- [Problem statement] Set out each line of the listing below as a numbered list, dropping any blank lines.

- [Data rows]
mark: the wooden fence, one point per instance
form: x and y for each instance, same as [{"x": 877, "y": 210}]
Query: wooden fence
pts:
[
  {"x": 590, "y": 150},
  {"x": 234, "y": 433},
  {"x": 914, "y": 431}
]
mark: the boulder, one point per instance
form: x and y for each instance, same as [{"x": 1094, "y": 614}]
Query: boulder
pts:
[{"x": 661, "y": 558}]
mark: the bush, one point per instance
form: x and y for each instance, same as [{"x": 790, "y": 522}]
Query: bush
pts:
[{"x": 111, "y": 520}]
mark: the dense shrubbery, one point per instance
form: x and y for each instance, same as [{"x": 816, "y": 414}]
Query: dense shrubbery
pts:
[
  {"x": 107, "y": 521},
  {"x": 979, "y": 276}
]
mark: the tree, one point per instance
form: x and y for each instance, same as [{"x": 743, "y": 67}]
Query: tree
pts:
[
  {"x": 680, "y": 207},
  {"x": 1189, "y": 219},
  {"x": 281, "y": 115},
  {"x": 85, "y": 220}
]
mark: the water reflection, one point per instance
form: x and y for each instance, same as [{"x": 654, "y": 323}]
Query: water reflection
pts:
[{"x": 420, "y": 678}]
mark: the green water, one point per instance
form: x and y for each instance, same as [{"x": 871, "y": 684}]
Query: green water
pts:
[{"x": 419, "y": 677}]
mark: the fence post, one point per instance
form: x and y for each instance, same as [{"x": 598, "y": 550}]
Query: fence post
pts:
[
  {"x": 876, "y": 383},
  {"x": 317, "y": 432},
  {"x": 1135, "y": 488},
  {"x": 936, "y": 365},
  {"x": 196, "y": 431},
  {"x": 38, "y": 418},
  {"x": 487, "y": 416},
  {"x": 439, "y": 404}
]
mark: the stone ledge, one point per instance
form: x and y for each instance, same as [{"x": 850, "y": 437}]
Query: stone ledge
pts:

- [Exercise output]
1. mark: the wooden fence, one point per instance
2. form: x and y for each instance, same as [{"x": 877, "y": 210}]
3. Query: wooden fence
4. pts:
5. [
6.   {"x": 590, "y": 150},
7.   {"x": 234, "y": 433},
8.   {"x": 914, "y": 431}
9. ]
10. mark: the boulder, one point per instance
11. form: x and y for each instance, same as [{"x": 1094, "y": 614}]
12. Query: boulder
13. pts:
14. [{"x": 661, "y": 558}]
15. mark: the bush, one point per instance
16. form: x and y for each instance, same as [{"x": 790, "y": 522}]
17. Query: bush
18. pts:
19. [{"x": 111, "y": 520}]
20. mark: the dense shrubbery, one point per instance
21. form: x and y for each instance, same as [{"x": 816, "y": 414}]
22. Query: dense shrubbery
23. pts:
24. [
25.   {"x": 107, "y": 521},
26.   {"x": 979, "y": 276}
27. ]
28. mark: the tree, one point per instance
29. form: x and y for each instance, same as [{"x": 743, "y": 67}]
30. Query: tree
31. pts:
32. [
33.   {"x": 680, "y": 207},
34.   {"x": 1189, "y": 219},
35.   {"x": 281, "y": 115},
36.   {"x": 85, "y": 220}
37. ]
38. mark: the water reflection, one point per instance
39. form: x and y for each instance, same as [{"x": 654, "y": 323}]
40. Query: water reflection
41. pts:
42. [{"x": 420, "y": 678}]
43. mark: the green water, one point per instance
44. form: x and y for each instance, same as [{"x": 871, "y": 684}]
45. Query: green water
46. pts:
47. [{"x": 419, "y": 677}]
48. mark: the fence post, one point per instance
49. form: x and y for each instance, same as [{"x": 598, "y": 550}]
50. Query: fence post
51. pts:
52. [
53.   {"x": 876, "y": 383},
54.   {"x": 317, "y": 432},
55.   {"x": 1135, "y": 488},
56.   {"x": 936, "y": 365},
57.   {"x": 196, "y": 431},
58.   {"x": 38, "y": 418},
59.   {"x": 487, "y": 416},
60.   {"x": 439, "y": 404}
61. ]
62. mark: the stone ledge, one point per instance
63. form: x and y for each instance, same as [{"x": 850, "y": 437}]
64. Query: stone ledge
65. pts:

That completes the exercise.